Rewrite all of the items below, replacing "one pin per instance" with "a single pin for each instance" each time it occurs and leaving everything else unchanged. Leave the pictures out of your answer.

━━━━━━━━━━━━━━━━━━━━━━━━━━━━━━

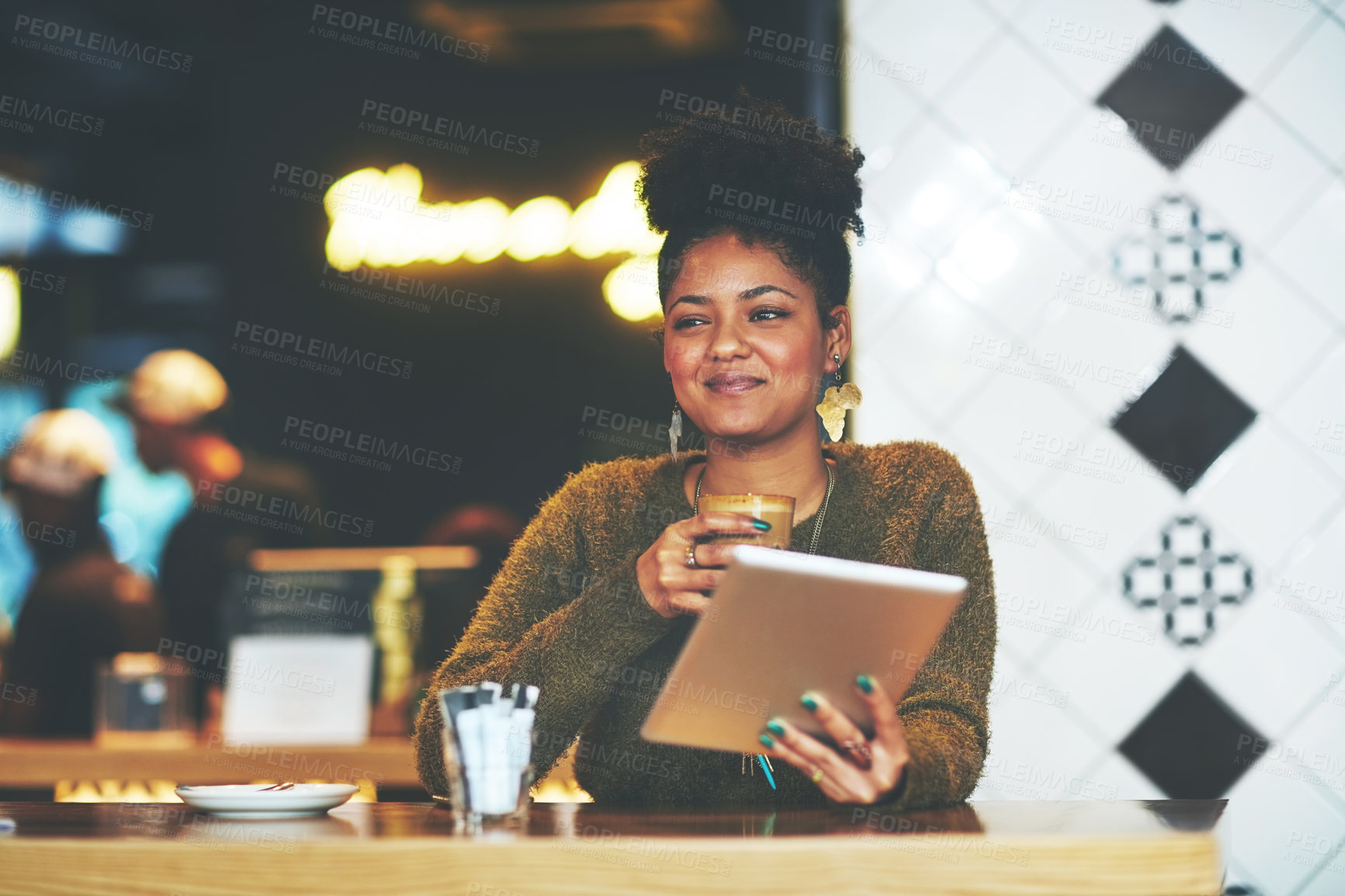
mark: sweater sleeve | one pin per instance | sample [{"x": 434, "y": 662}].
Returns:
[
  {"x": 532, "y": 627},
  {"x": 944, "y": 710}
]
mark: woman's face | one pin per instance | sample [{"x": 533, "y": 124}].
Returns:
[{"x": 742, "y": 341}]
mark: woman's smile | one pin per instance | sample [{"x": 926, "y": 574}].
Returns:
[{"x": 732, "y": 384}]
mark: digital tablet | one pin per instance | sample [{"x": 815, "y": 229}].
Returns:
[{"x": 783, "y": 623}]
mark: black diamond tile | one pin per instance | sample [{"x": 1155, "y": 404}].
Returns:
[
  {"x": 1184, "y": 420},
  {"x": 1170, "y": 96},
  {"x": 1192, "y": 745}
]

━━━━━━━━━━━━━━━━━━━━━━━━━━━━━━

OUTPUT BELOW ::
mark: sweater sleeve | a single pin for each instance | sample [{"x": 434, "y": 662}].
Returns:
[
  {"x": 532, "y": 627},
  {"x": 944, "y": 710}
]
mark: woman's face | a single pin for each instance | sample [{"x": 533, "y": 124}].
Returns:
[{"x": 742, "y": 341}]
mark: woman's smile | a single pin for each instance | sample [{"x": 926, "y": 574}].
Returns:
[{"x": 732, "y": 384}]
mark: digital tablet | a single pin for each instance | sample [{"x": 815, "y": 229}].
Returns:
[{"x": 783, "y": 623}]
mark: black diamond tile | a single pin for each instance | sample [{"x": 1155, "y": 404}].
Returns:
[
  {"x": 1184, "y": 420},
  {"x": 1170, "y": 96},
  {"x": 1192, "y": 745}
]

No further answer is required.